=== Task ===
Output exactly the lines between the one holding "the snow on" and the last line of the data below, both of those lines included.

= Beginning of Section =

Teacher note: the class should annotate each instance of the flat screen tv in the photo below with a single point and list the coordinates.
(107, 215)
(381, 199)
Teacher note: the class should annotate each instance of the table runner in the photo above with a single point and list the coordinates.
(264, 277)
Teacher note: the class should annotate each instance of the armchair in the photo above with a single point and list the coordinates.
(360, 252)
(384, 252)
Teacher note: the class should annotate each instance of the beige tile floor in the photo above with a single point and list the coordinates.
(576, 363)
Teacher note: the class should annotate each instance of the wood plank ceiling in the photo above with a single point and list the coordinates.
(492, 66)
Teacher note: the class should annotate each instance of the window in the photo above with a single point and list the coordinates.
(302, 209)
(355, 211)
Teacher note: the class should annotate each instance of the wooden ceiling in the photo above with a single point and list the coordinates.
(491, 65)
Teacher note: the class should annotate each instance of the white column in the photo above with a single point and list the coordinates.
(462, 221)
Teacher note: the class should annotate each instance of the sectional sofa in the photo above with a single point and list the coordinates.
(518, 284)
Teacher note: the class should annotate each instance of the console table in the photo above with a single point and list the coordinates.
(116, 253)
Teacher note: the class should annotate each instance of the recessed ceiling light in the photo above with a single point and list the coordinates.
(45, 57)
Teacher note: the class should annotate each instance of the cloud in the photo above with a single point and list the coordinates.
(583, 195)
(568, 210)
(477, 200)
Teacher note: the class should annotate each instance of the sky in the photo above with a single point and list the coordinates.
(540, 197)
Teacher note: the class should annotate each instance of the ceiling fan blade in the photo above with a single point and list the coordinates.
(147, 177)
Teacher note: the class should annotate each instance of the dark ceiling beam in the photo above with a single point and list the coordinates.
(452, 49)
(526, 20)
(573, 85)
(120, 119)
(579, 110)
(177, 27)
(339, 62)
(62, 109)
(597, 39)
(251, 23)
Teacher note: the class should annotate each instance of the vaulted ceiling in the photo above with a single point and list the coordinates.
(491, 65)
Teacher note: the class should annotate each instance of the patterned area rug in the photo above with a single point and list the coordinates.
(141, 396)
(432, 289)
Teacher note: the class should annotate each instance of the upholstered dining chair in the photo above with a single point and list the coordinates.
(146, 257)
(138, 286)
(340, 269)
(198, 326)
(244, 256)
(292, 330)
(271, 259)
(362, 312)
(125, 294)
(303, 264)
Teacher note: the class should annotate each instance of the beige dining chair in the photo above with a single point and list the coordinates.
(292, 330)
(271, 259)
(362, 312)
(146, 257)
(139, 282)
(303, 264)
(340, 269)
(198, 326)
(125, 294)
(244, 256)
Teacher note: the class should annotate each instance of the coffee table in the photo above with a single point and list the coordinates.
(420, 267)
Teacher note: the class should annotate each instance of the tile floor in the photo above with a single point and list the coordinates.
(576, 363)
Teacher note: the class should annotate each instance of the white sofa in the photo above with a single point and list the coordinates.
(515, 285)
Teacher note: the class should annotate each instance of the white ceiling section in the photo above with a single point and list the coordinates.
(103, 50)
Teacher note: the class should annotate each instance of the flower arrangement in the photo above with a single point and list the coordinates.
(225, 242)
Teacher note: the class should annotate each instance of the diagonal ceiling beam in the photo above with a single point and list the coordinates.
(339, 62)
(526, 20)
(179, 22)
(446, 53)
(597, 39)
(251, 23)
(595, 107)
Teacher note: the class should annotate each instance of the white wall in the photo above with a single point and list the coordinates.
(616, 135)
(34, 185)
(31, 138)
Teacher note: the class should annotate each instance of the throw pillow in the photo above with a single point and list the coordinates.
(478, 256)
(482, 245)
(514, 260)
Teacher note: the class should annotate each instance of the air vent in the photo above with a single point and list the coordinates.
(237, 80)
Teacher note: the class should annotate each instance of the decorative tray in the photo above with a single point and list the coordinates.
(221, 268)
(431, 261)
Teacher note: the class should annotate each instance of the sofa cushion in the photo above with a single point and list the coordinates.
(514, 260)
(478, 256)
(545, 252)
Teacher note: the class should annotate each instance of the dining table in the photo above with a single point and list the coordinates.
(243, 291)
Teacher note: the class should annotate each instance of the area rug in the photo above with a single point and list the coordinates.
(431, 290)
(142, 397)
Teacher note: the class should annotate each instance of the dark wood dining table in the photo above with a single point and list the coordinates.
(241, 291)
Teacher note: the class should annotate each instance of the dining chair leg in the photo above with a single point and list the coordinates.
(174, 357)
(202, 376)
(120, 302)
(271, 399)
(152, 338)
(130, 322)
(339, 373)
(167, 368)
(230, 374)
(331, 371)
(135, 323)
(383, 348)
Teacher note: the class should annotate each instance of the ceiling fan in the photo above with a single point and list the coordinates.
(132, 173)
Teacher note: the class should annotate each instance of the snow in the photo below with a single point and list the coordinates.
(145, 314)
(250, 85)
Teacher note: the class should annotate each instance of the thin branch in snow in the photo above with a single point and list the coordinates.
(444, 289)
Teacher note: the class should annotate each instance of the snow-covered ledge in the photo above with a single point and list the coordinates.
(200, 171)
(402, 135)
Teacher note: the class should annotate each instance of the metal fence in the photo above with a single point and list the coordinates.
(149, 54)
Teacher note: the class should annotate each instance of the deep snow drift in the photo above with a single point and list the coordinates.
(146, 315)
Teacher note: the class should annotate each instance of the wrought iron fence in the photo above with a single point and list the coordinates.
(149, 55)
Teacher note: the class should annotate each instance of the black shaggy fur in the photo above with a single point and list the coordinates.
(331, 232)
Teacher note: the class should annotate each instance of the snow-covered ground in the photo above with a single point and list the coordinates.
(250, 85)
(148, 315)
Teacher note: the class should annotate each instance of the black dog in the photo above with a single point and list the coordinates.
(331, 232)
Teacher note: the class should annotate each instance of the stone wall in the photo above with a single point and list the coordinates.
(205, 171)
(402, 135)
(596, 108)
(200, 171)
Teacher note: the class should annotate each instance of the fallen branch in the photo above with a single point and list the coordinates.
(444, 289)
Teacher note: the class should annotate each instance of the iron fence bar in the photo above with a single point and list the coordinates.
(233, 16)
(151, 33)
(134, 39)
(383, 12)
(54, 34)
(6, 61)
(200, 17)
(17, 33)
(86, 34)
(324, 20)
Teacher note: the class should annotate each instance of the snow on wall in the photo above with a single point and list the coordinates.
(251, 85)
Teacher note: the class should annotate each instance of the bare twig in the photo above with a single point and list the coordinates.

= End of Section =

=== Answer space ===
Teacher note: the class should annotate each instance of the snow on wall in the photo above with a single point and list the coordinates.
(251, 85)
Teacher note: the class should annotate each instance of the bare twig in the photo above with a single point and list the coordinates.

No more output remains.